Rows from a box-labeling dataset
##########
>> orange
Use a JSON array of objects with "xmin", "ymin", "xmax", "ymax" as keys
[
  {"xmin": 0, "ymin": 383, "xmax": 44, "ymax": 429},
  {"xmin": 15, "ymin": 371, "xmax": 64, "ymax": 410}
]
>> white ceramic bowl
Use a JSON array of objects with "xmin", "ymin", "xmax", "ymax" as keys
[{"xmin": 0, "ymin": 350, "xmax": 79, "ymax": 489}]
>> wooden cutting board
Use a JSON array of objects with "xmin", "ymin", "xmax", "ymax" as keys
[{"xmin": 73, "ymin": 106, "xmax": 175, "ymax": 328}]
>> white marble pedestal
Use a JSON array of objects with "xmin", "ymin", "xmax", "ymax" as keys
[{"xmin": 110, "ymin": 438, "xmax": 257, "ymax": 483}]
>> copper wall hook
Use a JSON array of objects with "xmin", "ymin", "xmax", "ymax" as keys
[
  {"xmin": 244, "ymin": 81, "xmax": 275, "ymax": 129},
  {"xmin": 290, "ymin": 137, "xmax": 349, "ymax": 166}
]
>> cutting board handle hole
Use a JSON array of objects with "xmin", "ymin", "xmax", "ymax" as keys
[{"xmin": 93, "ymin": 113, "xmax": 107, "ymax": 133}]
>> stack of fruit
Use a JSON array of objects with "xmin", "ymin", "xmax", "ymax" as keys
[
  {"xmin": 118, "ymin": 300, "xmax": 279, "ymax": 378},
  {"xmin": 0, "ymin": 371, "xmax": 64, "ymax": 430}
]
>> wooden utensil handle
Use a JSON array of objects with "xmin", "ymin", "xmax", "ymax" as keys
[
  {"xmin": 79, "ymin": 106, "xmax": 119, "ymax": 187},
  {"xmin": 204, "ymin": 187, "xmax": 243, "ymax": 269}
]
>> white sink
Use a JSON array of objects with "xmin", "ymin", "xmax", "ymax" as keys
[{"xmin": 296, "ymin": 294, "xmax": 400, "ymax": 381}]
##########
▶ **Exercise instructions**:
Render every line of the entries above as a numbered list, skipping any blank lines.

▶ **Output for this exercise**:
1. >> orange
2. Use a JSON array of objects with "xmin", "ymin", "xmax", "ymax" as keys
3. [
4.   {"xmin": 0, "ymin": 383, "xmax": 44, "ymax": 429},
5.   {"xmin": 15, "ymin": 371, "xmax": 64, "ymax": 410}
6. ]
7. >> white ceramic bowl
8. Use a JSON array of objects with "xmin", "ymin", "xmax", "ymax" as keys
9. [{"xmin": 0, "ymin": 350, "xmax": 79, "ymax": 489}]
10. >> wooden cutting board
11. Use a JSON array of objects with "xmin", "ymin", "xmax", "ymax" as keys
12. [{"xmin": 73, "ymin": 106, "xmax": 175, "ymax": 328}]
13. >> white marble pedestal
14. Use a JSON array of objects with "xmin", "ymin", "xmax", "ymax" as keys
15. [{"xmin": 110, "ymin": 438, "xmax": 257, "ymax": 483}]
16. >> copper wall hook
17. Use a JSON array of objects with "xmin", "ymin", "xmax", "ymax" as keys
18. [
19.   {"xmin": 244, "ymin": 81, "xmax": 275, "ymax": 129},
20.   {"xmin": 290, "ymin": 137, "xmax": 349, "ymax": 166}
21. ]
22. >> cutting board handle hole
23. Use a JSON array of objects with "xmin", "ymin", "xmax", "ymax" as keys
24. [{"xmin": 93, "ymin": 113, "xmax": 107, "ymax": 133}]
25. >> stack of fruit
26. Use a JSON array of objects with "xmin", "ymin", "xmax", "ymax" as keys
27. [
28.   {"xmin": 118, "ymin": 300, "xmax": 279, "ymax": 378},
29.   {"xmin": 0, "ymin": 371, "xmax": 64, "ymax": 430}
30. ]
31. >> wooden utensil handle
32. Use a JSON array of objects with "xmin", "ymin", "xmax", "ymax" as keys
33. [
34.   {"xmin": 79, "ymin": 106, "xmax": 119, "ymax": 187},
35.   {"xmin": 204, "ymin": 187, "xmax": 243, "ymax": 269}
36. ]
37. >> white sink
38. Use a JSON array of objects with "xmin", "ymin", "xmax", "ymax" as keys
39. [{"xmin": 296, "ymin": 294, "xmax": 400, "ymax": 381}]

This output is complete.